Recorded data
Content starts
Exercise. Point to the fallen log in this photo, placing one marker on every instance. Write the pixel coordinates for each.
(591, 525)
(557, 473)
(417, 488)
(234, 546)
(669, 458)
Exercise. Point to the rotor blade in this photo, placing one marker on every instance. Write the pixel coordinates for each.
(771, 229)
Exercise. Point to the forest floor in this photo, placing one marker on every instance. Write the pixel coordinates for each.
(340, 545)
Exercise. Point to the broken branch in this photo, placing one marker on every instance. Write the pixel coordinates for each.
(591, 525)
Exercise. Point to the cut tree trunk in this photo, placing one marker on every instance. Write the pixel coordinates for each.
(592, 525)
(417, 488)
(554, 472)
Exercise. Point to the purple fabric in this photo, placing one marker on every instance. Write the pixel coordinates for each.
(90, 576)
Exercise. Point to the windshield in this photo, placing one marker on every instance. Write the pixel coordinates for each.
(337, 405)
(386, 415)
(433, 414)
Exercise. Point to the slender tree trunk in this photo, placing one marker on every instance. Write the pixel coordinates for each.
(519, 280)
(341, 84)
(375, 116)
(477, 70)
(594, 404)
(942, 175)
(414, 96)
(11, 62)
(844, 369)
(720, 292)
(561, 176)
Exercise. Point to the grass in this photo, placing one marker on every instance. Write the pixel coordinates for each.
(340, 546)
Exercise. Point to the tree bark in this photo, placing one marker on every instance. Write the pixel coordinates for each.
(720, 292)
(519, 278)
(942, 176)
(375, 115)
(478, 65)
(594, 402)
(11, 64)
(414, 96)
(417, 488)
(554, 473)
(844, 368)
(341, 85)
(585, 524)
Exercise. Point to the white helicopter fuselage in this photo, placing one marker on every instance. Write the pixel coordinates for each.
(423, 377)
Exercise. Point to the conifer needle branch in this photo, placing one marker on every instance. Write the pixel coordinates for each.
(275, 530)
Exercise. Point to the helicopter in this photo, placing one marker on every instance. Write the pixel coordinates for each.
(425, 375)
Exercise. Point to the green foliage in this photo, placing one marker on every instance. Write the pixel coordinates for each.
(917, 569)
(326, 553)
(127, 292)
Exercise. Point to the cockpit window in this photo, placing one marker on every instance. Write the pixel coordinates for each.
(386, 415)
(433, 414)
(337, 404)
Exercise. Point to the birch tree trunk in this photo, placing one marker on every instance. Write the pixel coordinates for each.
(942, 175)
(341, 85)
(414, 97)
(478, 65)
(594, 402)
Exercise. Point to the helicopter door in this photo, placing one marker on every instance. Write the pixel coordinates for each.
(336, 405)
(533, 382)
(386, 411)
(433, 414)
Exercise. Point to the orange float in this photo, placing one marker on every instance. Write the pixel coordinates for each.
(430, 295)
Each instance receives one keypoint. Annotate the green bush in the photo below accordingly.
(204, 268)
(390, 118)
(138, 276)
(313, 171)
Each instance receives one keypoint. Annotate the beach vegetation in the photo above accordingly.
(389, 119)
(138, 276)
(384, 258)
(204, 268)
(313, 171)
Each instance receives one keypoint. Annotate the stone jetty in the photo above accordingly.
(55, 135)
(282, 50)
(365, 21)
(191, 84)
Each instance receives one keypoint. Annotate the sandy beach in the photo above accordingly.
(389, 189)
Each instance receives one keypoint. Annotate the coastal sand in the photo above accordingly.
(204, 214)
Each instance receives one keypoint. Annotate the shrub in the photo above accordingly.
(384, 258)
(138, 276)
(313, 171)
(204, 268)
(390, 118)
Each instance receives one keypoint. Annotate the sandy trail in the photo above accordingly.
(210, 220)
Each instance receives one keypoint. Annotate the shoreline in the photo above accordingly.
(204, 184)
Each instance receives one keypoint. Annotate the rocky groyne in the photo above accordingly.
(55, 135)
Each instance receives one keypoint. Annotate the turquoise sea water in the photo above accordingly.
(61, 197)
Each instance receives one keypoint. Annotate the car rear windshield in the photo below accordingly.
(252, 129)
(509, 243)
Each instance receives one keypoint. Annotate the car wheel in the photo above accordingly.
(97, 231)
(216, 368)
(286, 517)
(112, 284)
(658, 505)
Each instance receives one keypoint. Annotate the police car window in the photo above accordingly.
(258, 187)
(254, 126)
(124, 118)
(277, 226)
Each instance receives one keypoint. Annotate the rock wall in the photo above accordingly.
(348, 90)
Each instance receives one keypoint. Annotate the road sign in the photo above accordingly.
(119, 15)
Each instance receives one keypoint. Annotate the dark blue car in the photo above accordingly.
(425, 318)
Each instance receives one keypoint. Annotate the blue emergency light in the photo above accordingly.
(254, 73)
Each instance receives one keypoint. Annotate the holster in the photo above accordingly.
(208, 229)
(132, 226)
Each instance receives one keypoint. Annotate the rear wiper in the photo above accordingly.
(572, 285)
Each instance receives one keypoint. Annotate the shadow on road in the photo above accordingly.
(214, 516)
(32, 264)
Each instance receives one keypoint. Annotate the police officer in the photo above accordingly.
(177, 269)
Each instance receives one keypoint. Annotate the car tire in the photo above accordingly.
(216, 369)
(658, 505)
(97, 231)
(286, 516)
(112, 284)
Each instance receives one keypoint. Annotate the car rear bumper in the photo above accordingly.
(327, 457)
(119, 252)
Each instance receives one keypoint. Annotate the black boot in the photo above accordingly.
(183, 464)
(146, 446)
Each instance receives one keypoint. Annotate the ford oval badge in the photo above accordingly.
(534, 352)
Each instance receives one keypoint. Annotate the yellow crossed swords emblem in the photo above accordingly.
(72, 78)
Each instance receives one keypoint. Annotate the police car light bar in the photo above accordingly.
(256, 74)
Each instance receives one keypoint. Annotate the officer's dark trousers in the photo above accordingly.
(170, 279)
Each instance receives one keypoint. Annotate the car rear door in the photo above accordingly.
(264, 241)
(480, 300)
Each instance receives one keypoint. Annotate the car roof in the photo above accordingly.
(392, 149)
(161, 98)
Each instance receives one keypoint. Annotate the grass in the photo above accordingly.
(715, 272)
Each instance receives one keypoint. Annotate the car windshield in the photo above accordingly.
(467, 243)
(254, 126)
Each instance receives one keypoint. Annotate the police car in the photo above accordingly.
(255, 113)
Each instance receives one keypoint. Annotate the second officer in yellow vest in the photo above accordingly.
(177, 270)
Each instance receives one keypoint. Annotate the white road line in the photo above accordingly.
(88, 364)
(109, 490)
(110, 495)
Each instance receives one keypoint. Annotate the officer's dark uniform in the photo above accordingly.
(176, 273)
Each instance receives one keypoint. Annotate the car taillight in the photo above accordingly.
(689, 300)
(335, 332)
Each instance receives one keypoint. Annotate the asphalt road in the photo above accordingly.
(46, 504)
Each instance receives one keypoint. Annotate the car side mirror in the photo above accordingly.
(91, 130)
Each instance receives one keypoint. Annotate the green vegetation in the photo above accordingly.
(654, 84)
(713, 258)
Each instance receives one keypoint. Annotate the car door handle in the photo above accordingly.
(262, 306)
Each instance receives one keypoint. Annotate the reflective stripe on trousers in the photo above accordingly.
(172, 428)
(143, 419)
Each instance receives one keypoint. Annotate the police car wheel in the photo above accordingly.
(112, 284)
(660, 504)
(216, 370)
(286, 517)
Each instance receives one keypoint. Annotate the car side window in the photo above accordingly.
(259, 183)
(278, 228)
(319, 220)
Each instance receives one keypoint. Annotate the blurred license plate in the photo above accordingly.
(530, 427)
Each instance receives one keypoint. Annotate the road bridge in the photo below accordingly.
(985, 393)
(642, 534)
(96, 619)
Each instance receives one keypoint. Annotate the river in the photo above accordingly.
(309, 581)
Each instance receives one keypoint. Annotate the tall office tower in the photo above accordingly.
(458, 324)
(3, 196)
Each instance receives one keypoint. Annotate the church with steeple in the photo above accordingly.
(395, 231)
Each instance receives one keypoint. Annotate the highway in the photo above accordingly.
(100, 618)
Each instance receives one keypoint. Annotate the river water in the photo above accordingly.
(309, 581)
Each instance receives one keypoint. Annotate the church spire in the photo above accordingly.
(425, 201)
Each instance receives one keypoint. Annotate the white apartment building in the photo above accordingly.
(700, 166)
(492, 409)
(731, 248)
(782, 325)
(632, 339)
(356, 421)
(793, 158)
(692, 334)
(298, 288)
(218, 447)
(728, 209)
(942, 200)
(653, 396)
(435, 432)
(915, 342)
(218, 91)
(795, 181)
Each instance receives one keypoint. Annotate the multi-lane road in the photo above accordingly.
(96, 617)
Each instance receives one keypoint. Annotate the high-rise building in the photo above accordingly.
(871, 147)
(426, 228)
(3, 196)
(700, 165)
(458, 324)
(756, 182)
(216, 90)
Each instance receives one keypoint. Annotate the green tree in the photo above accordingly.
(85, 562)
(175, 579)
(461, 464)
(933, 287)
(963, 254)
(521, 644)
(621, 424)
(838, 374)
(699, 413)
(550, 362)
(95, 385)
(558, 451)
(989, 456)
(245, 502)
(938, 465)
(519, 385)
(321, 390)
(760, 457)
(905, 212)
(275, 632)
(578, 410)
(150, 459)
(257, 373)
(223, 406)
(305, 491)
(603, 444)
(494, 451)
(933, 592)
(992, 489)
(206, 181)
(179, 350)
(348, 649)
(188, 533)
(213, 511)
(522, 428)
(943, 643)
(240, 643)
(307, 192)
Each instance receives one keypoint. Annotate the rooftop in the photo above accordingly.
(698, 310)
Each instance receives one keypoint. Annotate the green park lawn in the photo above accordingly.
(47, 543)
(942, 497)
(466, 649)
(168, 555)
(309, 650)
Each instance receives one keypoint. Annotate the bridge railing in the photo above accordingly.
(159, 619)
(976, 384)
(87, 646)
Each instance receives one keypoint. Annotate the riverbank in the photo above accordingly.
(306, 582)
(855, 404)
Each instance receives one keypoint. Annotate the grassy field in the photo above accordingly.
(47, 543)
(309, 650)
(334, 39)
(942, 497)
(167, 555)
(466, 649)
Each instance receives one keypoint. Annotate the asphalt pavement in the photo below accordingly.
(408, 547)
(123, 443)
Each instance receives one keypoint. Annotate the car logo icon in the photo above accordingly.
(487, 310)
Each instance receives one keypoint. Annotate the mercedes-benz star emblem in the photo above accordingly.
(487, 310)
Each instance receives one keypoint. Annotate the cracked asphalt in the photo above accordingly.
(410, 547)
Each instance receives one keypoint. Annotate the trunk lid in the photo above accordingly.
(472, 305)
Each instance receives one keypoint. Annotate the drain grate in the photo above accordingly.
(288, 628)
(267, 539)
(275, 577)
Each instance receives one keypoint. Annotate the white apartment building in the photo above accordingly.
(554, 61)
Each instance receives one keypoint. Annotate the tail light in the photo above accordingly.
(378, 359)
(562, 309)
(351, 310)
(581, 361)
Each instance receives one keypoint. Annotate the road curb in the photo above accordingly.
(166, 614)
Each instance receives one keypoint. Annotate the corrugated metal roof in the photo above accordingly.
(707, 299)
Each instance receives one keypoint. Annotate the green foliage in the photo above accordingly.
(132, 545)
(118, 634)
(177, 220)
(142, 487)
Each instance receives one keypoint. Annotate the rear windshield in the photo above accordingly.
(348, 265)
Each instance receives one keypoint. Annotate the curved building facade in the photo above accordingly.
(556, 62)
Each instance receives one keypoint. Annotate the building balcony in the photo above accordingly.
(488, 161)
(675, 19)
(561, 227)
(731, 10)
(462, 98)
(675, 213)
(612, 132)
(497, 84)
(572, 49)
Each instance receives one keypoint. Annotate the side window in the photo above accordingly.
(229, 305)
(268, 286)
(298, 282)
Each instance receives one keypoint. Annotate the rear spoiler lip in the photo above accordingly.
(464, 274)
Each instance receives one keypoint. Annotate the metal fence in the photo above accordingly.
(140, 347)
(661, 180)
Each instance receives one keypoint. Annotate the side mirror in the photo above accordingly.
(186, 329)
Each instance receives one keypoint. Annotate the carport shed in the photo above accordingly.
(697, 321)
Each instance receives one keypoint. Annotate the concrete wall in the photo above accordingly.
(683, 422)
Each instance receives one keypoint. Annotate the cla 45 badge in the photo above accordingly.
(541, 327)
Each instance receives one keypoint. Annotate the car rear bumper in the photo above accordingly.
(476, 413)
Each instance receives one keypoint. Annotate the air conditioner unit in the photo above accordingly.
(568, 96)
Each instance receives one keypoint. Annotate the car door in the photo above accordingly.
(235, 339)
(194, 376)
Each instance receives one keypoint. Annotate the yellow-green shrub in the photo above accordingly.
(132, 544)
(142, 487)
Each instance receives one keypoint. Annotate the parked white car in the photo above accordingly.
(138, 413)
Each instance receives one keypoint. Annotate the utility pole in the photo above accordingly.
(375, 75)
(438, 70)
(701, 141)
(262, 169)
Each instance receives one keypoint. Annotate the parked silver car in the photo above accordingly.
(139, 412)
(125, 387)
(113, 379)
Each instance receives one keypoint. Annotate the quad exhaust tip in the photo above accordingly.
Content ends
- Work task
When the line containing "Each instance receives one keypoint. Annotate the parked silver" is found in the records above, restate it and every later line word for word through the last one, and nothing more.

- Solution to this problem
Each instance receives one keypoint. Annotate the parked silver car in the photo above accordingly.
(139, 412)
(125, 387)
(113, 379)
Each instance receives one keypoint. Annotate the quad exhaust tip in the photo above accordingly.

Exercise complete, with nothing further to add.